Activities>
**A)** Within the LangChain platform description, swap "MongoDB" for "PostgreSQL" and write out the passage from "A platform to" up to and including "users through MongoDB.".
**B)** According to the LangChain platform description, what happens to user accounts under in-memory authentication when the application is restarted?

A platform to design, test, and deploy LangChain agents visually, while capturing every artefact in version-controlled object storage and authenticating users through MongoDB.
frontend/
: Frontend code for the visual playgroundbackend/
: Backend API and servicesinfra/
: Infrastructure as code and deployment configurationsdocs/
: Project documentation
# Clone the repository
git clone https://github.com/yourusername/langchain-playground.git
cd langchain-playground
# Create and configure your environment file
cp .env.template .env
# Edit .env with your preferred settings
# Start all services
docker-compose up
The .env
file contains important configuration options:
-
OpenAI API (default):
LLM_PROVIDER=openai OPENAI_API_KEY=your-openai-api-key
-
Local LLM:
LLM_PROVIDER=local LOCAL_LLM_URL=http://localhost:8000/v1 # URL for local LLM API (e.g., LM Studio, Ollama) LOCAL_LLM_MODEL=llama2 # Model name for local LLM
-
MongoDB Authentication (default):
USE_MONGODB=true MONGO_URI=mongodb://localhost:27017/langchain-playground # Optional: MONGO_USER, MONGO_PASSWORD
-
In-Memory Authentication:
USE_MONGODB=false
Note: User accounts will be lost when the application is restarted.
- Visual LangChain agent builder
- S3-compatible storage for artefacts (MinIO)
- User authentication with MongoDB (optional - can run with in-memory authentication)
- Support for both OpenAI API and local LLMs
- Jupyter integration for prototyping
- YAML export for portable agent definitions
- Streaming responses for real-time token generation
- API documentation with Swagger UI
To use a local LLM instead of OpenAI:
-
Set up a local LLM server that implements the OpenAI API format:
-
Configure your
.env
file:LLM_PROVIDER=local LOCAL_LLM_URL=http://localhost:8000/v1 LOCAL_LLM_MODEL=llama2
-
Start your local LLM server according to its documentation
-
Start the LangChain Playground application
If you don't need persistent user authentication, you can run the application without MongoDB:
-
Configure your
.env
file:USE_MONGODB=false
-
Start the application with Docker Compose:
docker-compose up backend frontend minio jupyter
This will use an in-memory user store instead of MongoDB. Note that user accounts will be lost when the application is restarted.

Data block>

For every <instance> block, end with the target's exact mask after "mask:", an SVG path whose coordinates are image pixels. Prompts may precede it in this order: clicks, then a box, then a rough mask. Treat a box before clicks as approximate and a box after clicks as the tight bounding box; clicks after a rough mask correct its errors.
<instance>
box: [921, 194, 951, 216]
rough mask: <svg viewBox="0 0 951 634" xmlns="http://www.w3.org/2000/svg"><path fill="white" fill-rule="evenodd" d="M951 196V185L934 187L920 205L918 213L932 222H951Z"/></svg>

Task-by-task solutions>
**A)**
A platform to design, test, and deploy LangChain agents visually, while capturing every artefact in version-controlled object storage and authenticating users through PostgreSQL.

**B)** They are lost.